:: Yapılacak iş ::
Çocuklara dua eğitimiyle ilgili metinde "Dua eğitimi de" ile "önem arz etmektedir." arasındaki kısmı, bu iki ifade de dahil, hiç değiştirmeden yazın.

:: Metin bölümü ::
========================
Çocuğa verilen eğitim,
sonraki hayatında büyük ölçüde etkili olmaktadır. İlk eğitimler, insan ruhunda
derin ve hatta beyninden sökülüp atılmayacak kadar tesirli izler bırakmaktadır.
Dua eğitimi de bu eğitimlerden biridir.
İnsan için fıtri bir
kaynak olan dua, çocuğun iç ve dış dünyasında ona farklı bakış açıları
kazandırmaktadır. İnsanın özünde bulunan bu dua yeteneği, eğitimcilerin
desteğine muhtaç olan bir gelişim potansiyeline sahiptir. Çocuklar, mümkün
olduğu kadar erken yaşta, en basit cümlelerle başlayarak, içlerinden geldiği
gibi dua edebilmeyi öğrenmelidir. İşte bu noktada aile ve eğitimcilerin,
çocukları doğru yönlendirmesi, onlara doğru dua etme alışkanlığını
kazandırmaları ve dua ile birçok sıkıntının üstesinden gelebileceklerini
öğretmeleri çocukların dini gelişimleri açısından büyük önem arz etmektedir.
========================
:: Verilen kayıtlar ::
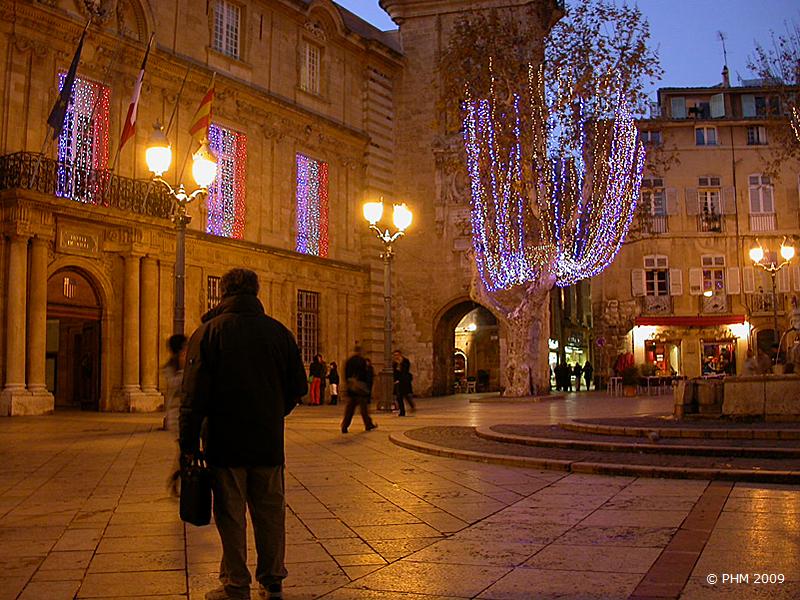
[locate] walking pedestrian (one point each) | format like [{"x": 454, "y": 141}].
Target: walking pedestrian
[
  {"x": 588, "y": 371},
  {"x": 333, "y": 380},
  {"x": 357, "y": 388},
  {"x": 577, "y": 371},
  {"x": 401, "y": 368},
  {"x": 316, "y": 372},
  {"x": 243, "y": 375}
]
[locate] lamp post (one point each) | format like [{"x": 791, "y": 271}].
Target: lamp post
[
  {"x": 204, "y": 170},
  {"x": 402, "y": 217},
  {"x": 757, "y": 256}
]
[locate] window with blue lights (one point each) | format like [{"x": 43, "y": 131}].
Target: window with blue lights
[
  {"x": 312, "y": 206},
  {"x": 227, "y": 202}
]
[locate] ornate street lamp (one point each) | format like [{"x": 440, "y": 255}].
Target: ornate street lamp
[
  {"x": 402, "y": 217},
  {"x": 204, "y": 170},
  {"x": 757, "y": 256}
]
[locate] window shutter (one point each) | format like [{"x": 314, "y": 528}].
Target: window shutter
[
  {"x": 783, "y": 281},
  {"x": 717, "y": 106},
  {"x": 692, "y": 204},
  {"x": 675, "y": 282},
  {"x": 748, "y": 105},
  {"x": 637, "y": 282},
  {"x": 678, "y": 106},
  {"x": 729, "y": 201},
  {"x": 733, "y": 287},
  {"x": 749, "y": 280},
  {"x": 695, "y": 282},
  {"x": 672, "y": 201}
]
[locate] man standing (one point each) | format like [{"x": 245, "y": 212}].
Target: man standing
[{"x": 243, "y": 375}]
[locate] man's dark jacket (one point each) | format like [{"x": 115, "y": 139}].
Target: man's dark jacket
[{"x": 244, "y": 374}]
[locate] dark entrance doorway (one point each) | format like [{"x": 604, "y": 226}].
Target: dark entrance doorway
[
  {"x": 466, "y": 350},
  {"x": 73, "y": 341}
]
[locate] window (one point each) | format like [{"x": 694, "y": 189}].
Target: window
[
  {"x": 311, "y": 66},
  {"x": 756, "y": 135},
  {"x": 226, "y": 28},
  {"x": 213, "y": 293},
  {"x": 760, "y": 188},
  {"x": 651, "y": 137},
  {"x": 312, "y": 206},
  {"x": 713, "y": 274},
  {"x": 83, "y": 143},
  {"x": 656, "y": 275},
  {"x": 705, "y": 136},
  {"x": 308, "y": 324},
  {"x": 226, "y": 196}
]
========================
:: Sorunun çözümü ::
Dua eğitimi de bu eğitimlerden biridir.
İnsan için fıtri bir
kaynak olan dua, çocuğun iç ve dış dünyasında ona farklı bakış açıları
kazandırmaktadır. İnsanın özünde bulunan bu dua yeteneği, eğitimcilerin
desteğine muhtaç olan bir gelişim potansiyeline sahiptir. Çocuklar, mümkün
olduğu kadar erken yaşta, en basit cümlelerle başlayarak, içlerinden geldiği
gibi dua edebilmeyi öğrenmelidir. İşte bu noktada aile ve eğitimcilerin,
çocukları doğru yönlendirmesi, onlara doğru dua etme alışkanlığını
kazandırmaları ve dua ile birçok sıkıntının üstesinden gelebileceklerini
öğretmeleri çocukların dini gelişimleri açısından büyük önem arz etmektedir.